[START PASSAGE PROVIDED]

There is another evil female character in the Shakespeare’s plays Tamora the goth in Titus Andronicus, other might be the Cymbeline’s Wife, other could be the wife of Henry VI.
Desdemona is my favorite woman in a Shakespeare tragedy. She’s so perfectly written! I’ve seen some productions that are completely wrong about her. Othello too. She’s too innocent to see the danger she’s in, and he’s too afraid that he’s made a mistake to see that he’s being lied to. My favorite Shakespeare play by far.
“Since Shakespeare had such equally evil men in his works, I can only conclude that he was the world’s worst misogynistic feminists to have ever walked this earth.”
~source: quote by one of the few remaining equal opportunity Ivy League academics
What about the absent women, ie the mothers! Where are they? Midsummer night, tempest, merchant of venice, etc.
See today’s essay.

[END PASSAGE PROVIDED]

## DIRECTIONS
In the comments on Shakespeare's women, rewrite the stretch from "There is another" through "See today’s essay." with "Cordelia" in place of "Desdemona".

[START MATERIAL SUPPLIED]

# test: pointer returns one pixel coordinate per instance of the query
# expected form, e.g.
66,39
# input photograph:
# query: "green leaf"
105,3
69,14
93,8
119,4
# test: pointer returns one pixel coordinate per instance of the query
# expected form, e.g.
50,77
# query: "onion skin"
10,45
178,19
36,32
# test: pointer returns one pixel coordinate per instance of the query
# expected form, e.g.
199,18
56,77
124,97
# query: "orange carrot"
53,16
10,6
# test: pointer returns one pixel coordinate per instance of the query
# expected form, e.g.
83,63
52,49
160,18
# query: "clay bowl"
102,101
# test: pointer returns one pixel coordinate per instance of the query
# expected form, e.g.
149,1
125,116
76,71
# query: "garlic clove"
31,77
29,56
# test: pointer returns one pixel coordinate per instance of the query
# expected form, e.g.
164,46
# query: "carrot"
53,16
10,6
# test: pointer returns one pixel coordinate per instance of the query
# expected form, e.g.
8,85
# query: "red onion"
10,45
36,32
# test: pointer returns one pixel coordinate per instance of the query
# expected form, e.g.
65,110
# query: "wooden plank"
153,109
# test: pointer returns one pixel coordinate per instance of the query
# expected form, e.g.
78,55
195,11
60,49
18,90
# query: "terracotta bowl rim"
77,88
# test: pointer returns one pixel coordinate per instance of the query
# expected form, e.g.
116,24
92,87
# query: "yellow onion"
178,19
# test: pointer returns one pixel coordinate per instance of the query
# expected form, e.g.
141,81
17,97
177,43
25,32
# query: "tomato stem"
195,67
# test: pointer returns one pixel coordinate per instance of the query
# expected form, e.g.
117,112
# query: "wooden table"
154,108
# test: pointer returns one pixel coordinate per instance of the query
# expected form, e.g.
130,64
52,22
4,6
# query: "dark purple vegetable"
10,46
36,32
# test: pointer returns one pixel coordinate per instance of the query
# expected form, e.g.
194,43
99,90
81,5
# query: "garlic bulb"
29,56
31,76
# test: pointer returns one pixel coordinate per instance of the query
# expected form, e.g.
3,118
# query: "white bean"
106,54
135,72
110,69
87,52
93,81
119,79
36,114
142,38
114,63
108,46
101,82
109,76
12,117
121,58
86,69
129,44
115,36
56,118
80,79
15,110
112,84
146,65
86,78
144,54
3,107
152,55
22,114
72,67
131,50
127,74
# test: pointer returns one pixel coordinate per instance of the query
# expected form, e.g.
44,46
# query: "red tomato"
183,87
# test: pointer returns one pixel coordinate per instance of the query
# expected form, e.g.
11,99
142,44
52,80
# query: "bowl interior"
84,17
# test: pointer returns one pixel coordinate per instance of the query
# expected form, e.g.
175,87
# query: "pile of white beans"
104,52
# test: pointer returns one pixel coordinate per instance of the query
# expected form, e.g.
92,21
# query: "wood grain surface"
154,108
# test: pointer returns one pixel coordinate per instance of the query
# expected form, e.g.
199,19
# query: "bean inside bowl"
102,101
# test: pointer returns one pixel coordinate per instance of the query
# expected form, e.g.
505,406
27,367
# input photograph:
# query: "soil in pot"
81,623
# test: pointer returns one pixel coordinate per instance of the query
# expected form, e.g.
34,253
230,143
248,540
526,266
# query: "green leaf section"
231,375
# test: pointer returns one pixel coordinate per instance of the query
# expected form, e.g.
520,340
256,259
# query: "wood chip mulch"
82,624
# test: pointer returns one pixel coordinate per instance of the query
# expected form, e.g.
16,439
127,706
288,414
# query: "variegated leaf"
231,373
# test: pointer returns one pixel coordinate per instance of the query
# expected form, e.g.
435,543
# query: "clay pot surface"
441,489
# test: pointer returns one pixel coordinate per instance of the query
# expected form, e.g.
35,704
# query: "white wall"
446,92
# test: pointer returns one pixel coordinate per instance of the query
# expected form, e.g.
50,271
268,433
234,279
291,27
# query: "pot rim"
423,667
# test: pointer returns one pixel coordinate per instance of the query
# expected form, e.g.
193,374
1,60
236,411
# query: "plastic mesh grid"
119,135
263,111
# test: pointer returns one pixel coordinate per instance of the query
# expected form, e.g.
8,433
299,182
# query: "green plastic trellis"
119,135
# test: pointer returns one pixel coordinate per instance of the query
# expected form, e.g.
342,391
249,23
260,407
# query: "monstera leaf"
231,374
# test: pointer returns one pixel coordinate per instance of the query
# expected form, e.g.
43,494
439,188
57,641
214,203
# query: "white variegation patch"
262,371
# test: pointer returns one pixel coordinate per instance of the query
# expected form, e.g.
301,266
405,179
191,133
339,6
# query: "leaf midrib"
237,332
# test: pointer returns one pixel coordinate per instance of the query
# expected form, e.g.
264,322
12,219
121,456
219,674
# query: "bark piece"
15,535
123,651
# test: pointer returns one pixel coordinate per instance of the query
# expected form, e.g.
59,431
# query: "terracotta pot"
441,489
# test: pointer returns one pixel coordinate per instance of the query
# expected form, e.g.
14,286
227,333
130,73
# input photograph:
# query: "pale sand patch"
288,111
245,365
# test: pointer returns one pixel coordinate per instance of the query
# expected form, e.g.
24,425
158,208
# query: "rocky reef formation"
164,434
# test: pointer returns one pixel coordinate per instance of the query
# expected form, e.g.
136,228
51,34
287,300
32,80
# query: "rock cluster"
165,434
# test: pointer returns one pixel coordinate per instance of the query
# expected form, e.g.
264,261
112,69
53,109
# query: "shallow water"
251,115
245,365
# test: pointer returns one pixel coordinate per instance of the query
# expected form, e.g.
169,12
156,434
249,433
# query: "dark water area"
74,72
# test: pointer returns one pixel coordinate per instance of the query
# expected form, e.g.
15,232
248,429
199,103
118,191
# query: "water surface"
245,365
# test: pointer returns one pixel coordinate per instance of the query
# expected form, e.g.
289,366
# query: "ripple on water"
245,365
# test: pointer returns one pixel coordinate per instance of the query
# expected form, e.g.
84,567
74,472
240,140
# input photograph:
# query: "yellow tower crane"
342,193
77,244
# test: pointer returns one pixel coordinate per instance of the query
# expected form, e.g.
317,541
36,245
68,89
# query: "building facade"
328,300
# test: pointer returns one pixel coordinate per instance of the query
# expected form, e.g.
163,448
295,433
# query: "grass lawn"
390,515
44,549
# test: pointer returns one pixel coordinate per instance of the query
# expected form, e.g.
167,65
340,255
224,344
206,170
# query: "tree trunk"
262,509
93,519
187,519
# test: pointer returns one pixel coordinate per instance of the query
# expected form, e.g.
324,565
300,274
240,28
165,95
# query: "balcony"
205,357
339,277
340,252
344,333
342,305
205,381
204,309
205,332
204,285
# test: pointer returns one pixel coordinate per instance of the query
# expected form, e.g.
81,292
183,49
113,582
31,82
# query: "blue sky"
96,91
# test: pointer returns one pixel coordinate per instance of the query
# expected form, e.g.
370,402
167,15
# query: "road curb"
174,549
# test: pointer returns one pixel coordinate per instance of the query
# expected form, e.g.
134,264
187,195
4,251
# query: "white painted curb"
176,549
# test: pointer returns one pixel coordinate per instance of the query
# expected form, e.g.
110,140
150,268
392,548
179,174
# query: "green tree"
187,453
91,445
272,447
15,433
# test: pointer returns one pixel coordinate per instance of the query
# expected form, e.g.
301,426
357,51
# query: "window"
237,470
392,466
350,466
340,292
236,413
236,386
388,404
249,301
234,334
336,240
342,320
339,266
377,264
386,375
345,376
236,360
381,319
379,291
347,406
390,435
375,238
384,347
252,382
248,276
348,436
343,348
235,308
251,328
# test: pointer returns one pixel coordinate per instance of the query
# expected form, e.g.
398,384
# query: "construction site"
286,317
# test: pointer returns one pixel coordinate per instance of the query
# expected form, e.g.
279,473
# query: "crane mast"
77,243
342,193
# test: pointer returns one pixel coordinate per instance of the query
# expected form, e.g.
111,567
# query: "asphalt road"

[END MATERIAL SUPPLIED]

## TASK RESPONSE
There is another evil female character in the Shakespeare’s plays Tamora the goth in Titus Andronicus, other might be the Cymbeline’s Wife, other could be the wife of Henry VI.
Cordelia is my favorite woman in a Shakespeare tragedy. She’s so perfectly written! I’ve seen some productions that are completely wrong about her. Othello too. She’s too innocent to see the danger she’s in, and he’s too afraid that he’s made a mistake to see that he’s being lied to. My favorite Shakespeare play by far.
“Since Shakespeare had such equally evil men in his works, I can only conclude that he was the world’s worst misogynistic feminists to have ever walked this earth.”
~source: quote by one of the few remaining equal opportunity Ivy League academics
What about the absent women, ie the mothers! Where are they? Midsummer night, tempest, merchant of venice, etc.
See today’s essay.